> Records from a data source:
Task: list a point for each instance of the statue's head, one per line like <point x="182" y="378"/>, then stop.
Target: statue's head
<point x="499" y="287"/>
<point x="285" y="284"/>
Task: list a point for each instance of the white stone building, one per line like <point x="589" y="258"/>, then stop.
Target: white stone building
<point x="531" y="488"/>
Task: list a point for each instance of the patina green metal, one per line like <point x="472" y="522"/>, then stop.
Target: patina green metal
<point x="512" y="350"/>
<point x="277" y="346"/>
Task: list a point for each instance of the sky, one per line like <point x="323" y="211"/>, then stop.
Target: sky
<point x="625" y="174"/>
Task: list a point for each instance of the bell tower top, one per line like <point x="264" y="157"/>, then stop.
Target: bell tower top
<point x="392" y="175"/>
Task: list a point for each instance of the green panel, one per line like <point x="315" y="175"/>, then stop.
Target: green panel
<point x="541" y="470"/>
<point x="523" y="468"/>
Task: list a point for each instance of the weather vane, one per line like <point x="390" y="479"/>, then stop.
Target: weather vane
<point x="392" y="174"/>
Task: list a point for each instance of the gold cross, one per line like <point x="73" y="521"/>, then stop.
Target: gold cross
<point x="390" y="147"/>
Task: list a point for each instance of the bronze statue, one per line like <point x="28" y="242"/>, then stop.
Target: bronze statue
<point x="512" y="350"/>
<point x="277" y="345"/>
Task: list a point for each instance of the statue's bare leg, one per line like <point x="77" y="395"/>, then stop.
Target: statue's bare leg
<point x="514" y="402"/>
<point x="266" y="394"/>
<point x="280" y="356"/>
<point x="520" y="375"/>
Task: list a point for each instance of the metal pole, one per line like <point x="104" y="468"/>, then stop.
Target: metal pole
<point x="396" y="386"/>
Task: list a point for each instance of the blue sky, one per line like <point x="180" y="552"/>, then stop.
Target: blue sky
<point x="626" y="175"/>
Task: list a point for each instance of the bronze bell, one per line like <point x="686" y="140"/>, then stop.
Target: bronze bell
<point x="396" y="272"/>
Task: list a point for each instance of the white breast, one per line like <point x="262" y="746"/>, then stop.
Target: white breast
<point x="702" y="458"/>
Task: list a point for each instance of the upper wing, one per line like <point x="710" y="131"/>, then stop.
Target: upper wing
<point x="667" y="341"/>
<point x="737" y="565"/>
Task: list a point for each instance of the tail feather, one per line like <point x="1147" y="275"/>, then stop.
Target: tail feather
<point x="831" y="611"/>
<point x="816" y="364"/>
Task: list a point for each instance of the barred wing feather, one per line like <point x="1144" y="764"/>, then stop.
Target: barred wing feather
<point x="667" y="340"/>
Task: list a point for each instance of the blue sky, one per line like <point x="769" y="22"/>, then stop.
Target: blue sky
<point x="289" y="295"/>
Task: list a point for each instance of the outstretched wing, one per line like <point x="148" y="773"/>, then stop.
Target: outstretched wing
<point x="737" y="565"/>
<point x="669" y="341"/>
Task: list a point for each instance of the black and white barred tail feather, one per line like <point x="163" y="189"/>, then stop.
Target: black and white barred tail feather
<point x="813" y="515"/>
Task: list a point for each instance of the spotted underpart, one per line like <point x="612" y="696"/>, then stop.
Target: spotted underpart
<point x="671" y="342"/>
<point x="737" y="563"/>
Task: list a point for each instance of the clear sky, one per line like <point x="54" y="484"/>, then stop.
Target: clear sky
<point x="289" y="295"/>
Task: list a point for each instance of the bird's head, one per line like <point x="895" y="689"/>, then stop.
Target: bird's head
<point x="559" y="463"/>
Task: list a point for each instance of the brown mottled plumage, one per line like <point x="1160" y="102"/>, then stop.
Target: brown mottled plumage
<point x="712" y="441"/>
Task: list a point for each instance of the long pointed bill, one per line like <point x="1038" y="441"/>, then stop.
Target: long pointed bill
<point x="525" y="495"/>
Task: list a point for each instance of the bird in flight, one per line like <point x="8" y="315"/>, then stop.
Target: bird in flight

> TASK STATEMENT: Once more, set down the full listing, verbatim.

> EXERCISE ANSWER:
Task: list a point for each instance of the statue's head, one per line like <point x="182" y="378"/>, then stop.
Target: statue's head
<point x="499" y="287"/>
<point x="285" y="284"/>
Task: list a point for each instance of the white stone building, one per line like <point x="589" y="258"/>, then stop.
Target: white stone building
<point x="531" y="488"/>
Task: list a point for each instance of the patina green metal, one per line like <point x="472" y="522"/>, then stop.
Target: patina green metal
<point x="512" y="350"/>
<point x="277" y="346"/>
Task: list a point for each instance of the sky, one per line like <point x="323" y="211"/>, then stop.
Target: sky
<point x="625" y="174"/>
Task: list a point for each instance of the bell tower top, one per line like <point x="264" y="157"/>, then stop.
Target: bell tower top
<point x="392" y="175"/>
Task: list a point for each instance of the green panel, one per line like <point x="315" y="175"/>, then stop.
Target: green panel
<point x="541" y="470"/>
<point x="523" y="468"/>
Task: list a point for each instance of the weather vane, one per line like <point x="390" y="479"/>, then stop.
Target: weather vane
<point x="392" y="174"/>
Task: list a point for each instance of the gold cross, one per line like <point x="73" y="521"/>, then stop.
Target: gold cross
<point x="390" y="147"/>
Task: list a point for each instance of the bronze statue, one per line like <point x="28" y="242"/>, then stop.
Target: bronze statue
<point x="512" y="350"/>
<point x="277" y="345"/>
Task: list a point for each instance of the statue's bare leg, one per line like <point x="77" y="395"/>, then stop.
Target: statue's bare leg
<point x="514" y="402"/>
<point x="266" y="394"/>
<point x="280" y="356"/>
<point x="520" y="375"/>
Task: list a point for each instance of the metal pole, one per line like <point x="104" y="468"/>, then stop.
Target: metal pole
<point x="396" y="386"/>
Task: list a point for each instance of the blue sky, one per line like <point x="180" y="552"/>, then stop.
Target: blue sky
<point x="626" y="175"/>
Task: list a point for each instance of the bronze bell, one per line like <point x="686" y="140"/>, then stop.
Target: bronze bell
<point x="396" y="272"/>
Task: list a point for each instance of the white breast, one per line like <point x="262" y="746"/>, then stop.
Target: white breast
<point x="702" y="458"/>
Task: list a point for each instance of the upper wing, one per line like <point x="710" y="131"/>, then stop.
Target: upper wing
<point x="667" y="341"/>
<point x="737" y="565"/>
Task: list a point for each instance of the tail feather, one per line like <point x="1147" y="275"/>, then stop.
Target: tail feather
<point x="831" y="611"/>
<point x="816" y="364"/>
Task: list a point for each instance of the barred wing feather, one per line like <point x="1144" y="764"/>, then stop.
Target: barred wing feather
<point x="667" y="340"/>
Task: list a point for each instance of the blue sky, one per line like <point x="769" y="22"/>, then stop.
Target: blue sky
<point x="289" y="295"/>
Task: list a point for each instance of the outstretched wing, one per line like <point x="148" y="773"/>, then stop.
Target: outstretched wing
<point x="737" y="565"/>
<point x="669" y="341"/>
Task: list a point for each instance of the black and white barred tail feather, one per line like <point x="163" y="189"/>, then stop.
Target: black and white barred tail feather
<point x="813" y="515"/>
Task: list a point for each instance of the spotted underpart, one per line like <point x="612" y="696"/>, then stop.
Target: spotted underpart
<point x="671" y="342"/>
<point x="737" y="563"/>
Task: list a point for each instance of the clear sky, one per line like <point x="54" y="484"/>, then stop.
Target: clear sky
<point x="289" y="295"/>
Task: list a point for each instance of the bird's head, one per line like <point x="895" y="689"/>, then stop.
Target: bird's head
<point x="559" y="463"/>
Task: list a point for each instance of the brown mottled plumage, one per line like <point x="1160" y="102"/>, then stop.
Target: brown mottled plumage
<point x="712" y="441"/>
Task: list a point for each instance of the long pointed bill, one per line like <point x="1038" y="441"/>, then stop.
Target: long pointed bill
<point x="525" y="495"/>
Task: list a point for each instance of the bird in flight, one per line like <point x="8" y="315"/>, then stop.
Target: bird in flight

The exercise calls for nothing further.